→ Work to do
Reproduce the following lines verbatim, character for character, with no additions or omissions.

→ Entries shown
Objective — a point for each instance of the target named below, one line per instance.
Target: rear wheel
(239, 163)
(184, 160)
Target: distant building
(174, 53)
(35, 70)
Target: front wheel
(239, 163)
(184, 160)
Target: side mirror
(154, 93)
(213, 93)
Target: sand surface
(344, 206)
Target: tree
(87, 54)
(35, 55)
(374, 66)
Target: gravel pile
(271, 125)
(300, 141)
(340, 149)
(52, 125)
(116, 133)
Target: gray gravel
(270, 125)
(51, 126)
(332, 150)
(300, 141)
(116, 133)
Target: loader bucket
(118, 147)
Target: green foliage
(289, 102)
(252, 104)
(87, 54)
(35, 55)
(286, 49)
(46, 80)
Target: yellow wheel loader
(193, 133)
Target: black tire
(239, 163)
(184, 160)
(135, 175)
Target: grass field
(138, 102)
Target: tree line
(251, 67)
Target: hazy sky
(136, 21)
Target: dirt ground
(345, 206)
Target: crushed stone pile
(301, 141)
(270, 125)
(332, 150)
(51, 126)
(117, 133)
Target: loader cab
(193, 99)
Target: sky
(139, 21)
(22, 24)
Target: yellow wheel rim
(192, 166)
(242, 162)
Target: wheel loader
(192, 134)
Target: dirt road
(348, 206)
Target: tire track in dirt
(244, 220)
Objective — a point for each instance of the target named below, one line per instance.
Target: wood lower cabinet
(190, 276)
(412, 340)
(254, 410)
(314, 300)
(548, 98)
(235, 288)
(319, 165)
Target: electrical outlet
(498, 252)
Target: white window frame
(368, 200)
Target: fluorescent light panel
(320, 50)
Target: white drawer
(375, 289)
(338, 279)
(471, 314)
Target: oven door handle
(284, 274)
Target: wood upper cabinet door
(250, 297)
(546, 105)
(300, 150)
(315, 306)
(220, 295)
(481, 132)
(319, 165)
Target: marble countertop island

→ The reply
Objective — a point for each instance of the target named below, one line per instance.
Target: rear wheel
(239, 163)
(184, 160)
Target: distant building
(174, 53)
(35, 70)
Target: front wheel
(239, 163)
(184, 160)
Target: side mirror
(154, 93)
(213, 93)
Target: sand surface
(344, 206)
Target: tree
(87, 54)
(35, 55)
(374, 66)
Target: gravel pile
(271, 125)
(300, 141)
(340, 149)
(52, 125)
(116, 133)
Target: gray gravel
(270, 125)
(51, 126)
(332, 150)
(300, 141)
(116, 133)
Target: loader bucket
(118, 147)
Target: green foliage
(289, 102)
(252, 104)
(87, 54)
(35, 55)
(286, 49)
(46, 80)
Target: yellow wheel loader
(193, 133)
Target: black tire
(239, 163)
(184, 160)
(135, 175)
Target: grass field
(138, 102)
Target: tree line
(251, 67)
Target: hazy sky
(136, 21)
Target: dirt ground
(345, 206)
Target: crushed stone pile
(301, 141)
(270, 125)
(332, 150)
(51, 126)
(117, 133)
Target: loader cab
(193, 99)
Target: sky
(139, 21)
(22, 24)
Target: yellow wheel rim
(192, 166)
(242, 162)
Target: wheel loader
(192, 134)
Target: dirt road
(348, 206)
Target: tire track in dirt
(244, 220)
Objective — a point for each instance of the target named below, one line per instance.
Target: wood lower cabinet
(190, 276)
(412, 340)
(254, 410)
(314, 300)
(548, 98)
(235, 288)
(319, 165)
Target: electrical outlet
(498, 252)
Target: white window frame
(368, 200)
Target: fluorescent light panel
(320, 50)
Target: white drawer
(375, 289)
(338, 279)
(471, 314)
Target: oven door handle
(284, 274)
Target: wood upper cabinet door
(250, 297)
(546, 105)
(300, 150)
(315, 306)
(220, 295)
(481, 132)
(319, 165)
Target: marble countertop island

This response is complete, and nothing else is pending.